Przedstaw wszystkie poniższe rekordy jako listę JSON z ciągami znaków, po jednym ciągu na każdy wiersz, z pominięciem pustych wierszy.

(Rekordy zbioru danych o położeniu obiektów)
++++++
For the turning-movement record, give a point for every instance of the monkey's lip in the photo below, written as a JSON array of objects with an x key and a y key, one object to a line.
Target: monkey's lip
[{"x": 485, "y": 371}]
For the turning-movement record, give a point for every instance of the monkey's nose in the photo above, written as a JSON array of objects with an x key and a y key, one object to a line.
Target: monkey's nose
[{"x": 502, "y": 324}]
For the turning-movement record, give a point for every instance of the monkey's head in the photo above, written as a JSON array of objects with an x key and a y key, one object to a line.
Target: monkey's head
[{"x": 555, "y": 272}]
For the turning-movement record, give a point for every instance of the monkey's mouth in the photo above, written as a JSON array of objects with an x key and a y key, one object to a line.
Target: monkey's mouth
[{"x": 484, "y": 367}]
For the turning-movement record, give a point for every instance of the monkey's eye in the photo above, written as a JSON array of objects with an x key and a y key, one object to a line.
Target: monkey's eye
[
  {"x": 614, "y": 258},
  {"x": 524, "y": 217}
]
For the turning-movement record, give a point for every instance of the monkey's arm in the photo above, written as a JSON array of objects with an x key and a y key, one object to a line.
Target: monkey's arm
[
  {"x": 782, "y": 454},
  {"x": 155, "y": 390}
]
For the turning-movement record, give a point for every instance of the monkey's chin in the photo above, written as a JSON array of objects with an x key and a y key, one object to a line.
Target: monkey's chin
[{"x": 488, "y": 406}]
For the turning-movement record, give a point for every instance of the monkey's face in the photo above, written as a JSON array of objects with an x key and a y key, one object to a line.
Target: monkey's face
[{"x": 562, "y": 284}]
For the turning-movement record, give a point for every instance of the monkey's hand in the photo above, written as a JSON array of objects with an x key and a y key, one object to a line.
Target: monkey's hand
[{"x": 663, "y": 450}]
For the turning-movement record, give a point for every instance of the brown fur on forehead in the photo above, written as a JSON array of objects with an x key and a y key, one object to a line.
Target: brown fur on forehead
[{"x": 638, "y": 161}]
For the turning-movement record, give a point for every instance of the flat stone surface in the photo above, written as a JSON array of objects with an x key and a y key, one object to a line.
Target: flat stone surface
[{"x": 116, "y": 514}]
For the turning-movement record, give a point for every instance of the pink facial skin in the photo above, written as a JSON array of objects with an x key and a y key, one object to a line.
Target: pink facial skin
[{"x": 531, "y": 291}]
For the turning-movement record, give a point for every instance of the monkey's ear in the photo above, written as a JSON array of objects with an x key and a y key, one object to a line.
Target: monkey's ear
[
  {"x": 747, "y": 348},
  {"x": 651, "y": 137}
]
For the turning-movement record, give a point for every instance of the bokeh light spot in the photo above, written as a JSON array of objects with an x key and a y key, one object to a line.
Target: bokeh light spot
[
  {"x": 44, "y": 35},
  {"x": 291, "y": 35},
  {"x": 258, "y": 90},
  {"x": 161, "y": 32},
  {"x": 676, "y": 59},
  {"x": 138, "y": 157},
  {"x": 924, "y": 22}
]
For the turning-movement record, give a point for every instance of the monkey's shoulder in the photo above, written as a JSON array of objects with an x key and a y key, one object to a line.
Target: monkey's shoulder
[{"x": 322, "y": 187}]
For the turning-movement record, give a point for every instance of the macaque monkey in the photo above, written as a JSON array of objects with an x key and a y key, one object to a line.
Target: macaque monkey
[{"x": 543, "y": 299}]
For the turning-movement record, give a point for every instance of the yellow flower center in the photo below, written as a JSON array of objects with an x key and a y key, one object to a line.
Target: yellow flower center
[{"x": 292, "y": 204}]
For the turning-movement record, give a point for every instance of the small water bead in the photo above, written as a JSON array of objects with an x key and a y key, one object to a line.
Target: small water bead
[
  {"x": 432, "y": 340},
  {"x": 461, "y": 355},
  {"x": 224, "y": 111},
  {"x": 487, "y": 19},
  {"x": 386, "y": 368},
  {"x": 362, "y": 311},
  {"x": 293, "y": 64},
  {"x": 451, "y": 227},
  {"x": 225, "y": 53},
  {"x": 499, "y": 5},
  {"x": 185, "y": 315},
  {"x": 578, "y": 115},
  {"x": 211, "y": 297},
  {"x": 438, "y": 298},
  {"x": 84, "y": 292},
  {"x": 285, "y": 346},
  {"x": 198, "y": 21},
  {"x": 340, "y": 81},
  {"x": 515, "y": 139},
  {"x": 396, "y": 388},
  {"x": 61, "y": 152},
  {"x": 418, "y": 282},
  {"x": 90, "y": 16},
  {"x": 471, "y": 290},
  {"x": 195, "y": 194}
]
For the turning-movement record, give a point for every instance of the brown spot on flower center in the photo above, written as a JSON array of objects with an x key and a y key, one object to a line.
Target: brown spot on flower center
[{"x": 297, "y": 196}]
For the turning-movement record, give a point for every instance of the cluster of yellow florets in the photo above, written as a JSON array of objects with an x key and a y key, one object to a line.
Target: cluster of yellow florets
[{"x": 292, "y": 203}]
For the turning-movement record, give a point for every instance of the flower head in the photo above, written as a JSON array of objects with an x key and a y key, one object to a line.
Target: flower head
++++++
» Oczekiwany wynik:
[
  "For the turning-movement record, give a point for every instance of the monkey's lip in the photo below, written as a JSON array of objects with an x key and a y key, one object to a line.",
  "Target: monkey's lip",
  "[{\"x\": 485, \"y\": 371}]",
  "For the turning-movement record, give a point for every instance of the monkey's nose in the photo above, written as a JSON array of objects with an x key and a y key, one object to a line.",
  "Target: monkey's nose",
  "[{\"x\": 502, \"y\": 324}]",
  "For the turning-movement record, give a point for every instance of the monkey's head in the photo above, written as a JSON array of objects with an x key and a y key, one object to a line.",
  "Target: monkey's head",
  "[{\"x\": 555, \"y\": 272}]",
  "For the turning-movement record, give a point for every instance of the monkey's mouth in the photo above, written as a JSON array of objects with an x key and a y key, one object to a line.",
  "Target: monkey's mouth",
  "[{\"x\": 484, \"y\": 367}]",
  "For the turning-movement record, give a point for every instance of the monkey's eye in the photo above, written as a JSON array of objects with an x key and a y key, one object to a line.",
  "Target: monkey's eye",
  "[",
  "  {\"x\": 614, \"y\": 258},",
  "  {\"x\": 524, \"y\": 217}",
  "]",
  "For the turning-movement record, give a point for every instance of the monkey's arm in the photo above, written as a JSON array of objects with an x key and a y key, one object to a line.",
  "Target: monkey's arm",
  "[",
  "  {\"x\": 782, \"y\": 454},",
  "  {\"x\": 155, \"y\": 390}",
  "]",
  "For the turning-movement record, give a point for every instance of the monkey's chin in the photo above, written as a JSON array of objects with an x key and a y key, one object to a line.",
  "Target: monkey's chin",
  "[{\"x\": 488, \"y\": 406}]",
  "For the turning-movement record, give a point for every instance of the monkey's face in the photo above, written as a JSON array of objects with an x key and a y key, one object to a line.",
  "Target: monkey's face",
  "[{\"x\": 562, \"y\": 284}]",
  "For the turning-movement record, give a point for every instance of the monkey's hand in the photo above, written as a JSON array of objects with an x key and a y key, one object to a line.",
  "Target: monkey's hand",
  "[{\"x\": 663, \"y\": 450}]",
  "For the turning-movement record, give a point for every instance of the brown fur on forehead in the photo above, written as a JSON array of objects with an x key and a y key, one object to a line.",
  "Target: brown fur on forehead",
  "[{\"x\": 638, \"y\": 161}]",
  "For the turning-movement record, give a point for every instance of the flat stone surface in the photo above, written as a JSON array of objects with an x key and a y key, one object to a line.",
  "Target: flat stone surface",
  "[{\"x\": 116, \"y\": 514}]",
  "For the turning-movement record, give a point for every instance of the pink facial skin in the photo above, written as a JSON array of objects with an x key and a y key, one object to a line.",
  "Target: pink facial skin",
  "[{\"x\": 531, \"y\": 291}]",
  "For the turning-movement record, give a point for every instance of the monkey's ear in the photo above, written as a JSON array of objects with an x key and a y key, one object to a line.",
  "Target: monkey's ear",
  "[",
  "  {\"x\": 747, \"y\": 348},",
  "  {\"x\": 651, \"y\": 137}",
  "]",
  "For the turning-movement record, give a point for every instance of the bokeh light spot in the photo above, written as a JSON array of objects with an x key and a y key, one object to a line.",
  "Target: bokeh light spot",
  "[",
  "  {\"x\": 44, \"y\": 35},",
  "  {\"x\": 291, \"y\": 35},",
  "  {\"x\": 258, \"y\": 90},",
  "  {\"x\": 161, \"y\": 32},",
  "  {\"x\": 676, \"y\": 59},",
  "  {\"x\": 138, \"y\": 157},",
  "  {\"x\": 924, \"y\": 22}",
  "]",
  "For the turning-movement record, give a point for every instance of the monkey's shoulder in the photo above, written as a JSON array of objects with an x key and a y key, one object to a line.",
  "Target: monkey's shoulder",
  "[{\"x\": 322, \"y\": 187}]",
  "For the turning-movement record, give a point for every instance of the macaque monkey in the photo above, written as a JSON array of objects with an x key and a y key, one object to a line.",
  "Target: macaque monkey",
  "[{\"x\": 543, \"y\": 299}]",
  "For the turning-movement record, give a point for every instance of the yellow flower center in the photo below, written as a JSON array of objects with an x key and a y key, one object to a line.",
  "Target: yellow flower center",
  "[{\"x\": 292, \"y\": 204}]",
  "For the turning-movement record, give a point for every instance of the small water bead in the photo above, written as a JSON array of objects with an x key and a y key, one object to a line.",
  "Target: small water bead",
  "[",
  "  {\"x\": 432, \"y\": 340},",
  "  {\"x\": 461, \"y\": 355},",
  "  {\"x\": 224, \"y\": 111},",
  "  {\"x\": 487, \"y\": 19},",
  "  {\"x\": 386, \"y\": 368},",
  "  {\"x\": 362, \"y\": 311},",
  "  {\"x\": 293, \"y\": 64},",
  "  {\"x\": 451, \"y\": 227},",
  "  {\"x\": 225, \"y\": 53},",
  "  {\"x\": 499, \"y\": 5},",
  "  {\"x\": 185, \"y\": 315},",
  "  {\"x\": 578, \"y\": 115},",
  "  {\"x\": 211, \"y\": 297},",
  "  {\"x\": 438, \"y\": 298},",
  "  {\"x\": 84, \"y\": 292},",
  "  {\"x\": 285, \"y\": 346},",
  "  {\"x\": 198, \"y\": 21},",
  "  {\"x\": 340, \"y\": 81},",
  "  {\"x\": 515, \"y\": 139},",
  "  {\"x\": 396, \"y\": 388},",
  "  {\"x\": 61, \"y\": 152},",
  "  {\"x\": 418, \"y\": 282},",
  "  {\"x\": 90, \"y\": 16},",
  "  {\"x\": 471, \"y\": 290},",
  "  {\"x\": 195, \"y\": 194}",
  "]",
  "For the turning-movement record, give a point for every instance of the brown spot on flower center in the photo above, written as a JSON array of objects with an x key and a y key, one object to a line.",
  "Target: brown spot on flower center",
  "[{\"x\": 297, \"y\": 196}]",
  "For the turning-movement record, give a point for every instance of the cluster of yellow florets in the photo above, written as a JSON array of objects with an x key and a y key, one object to a line.",
  "Target: cluster of yellow florets",
  "[{\"x\": 292, \"y\": 203}]",
  "For the turning-movement record, give a point for every instance of the flower head in the photo above, written as a JSON array of objects with an x key and a y key, one object to a line.",
  "Target: flower head"
]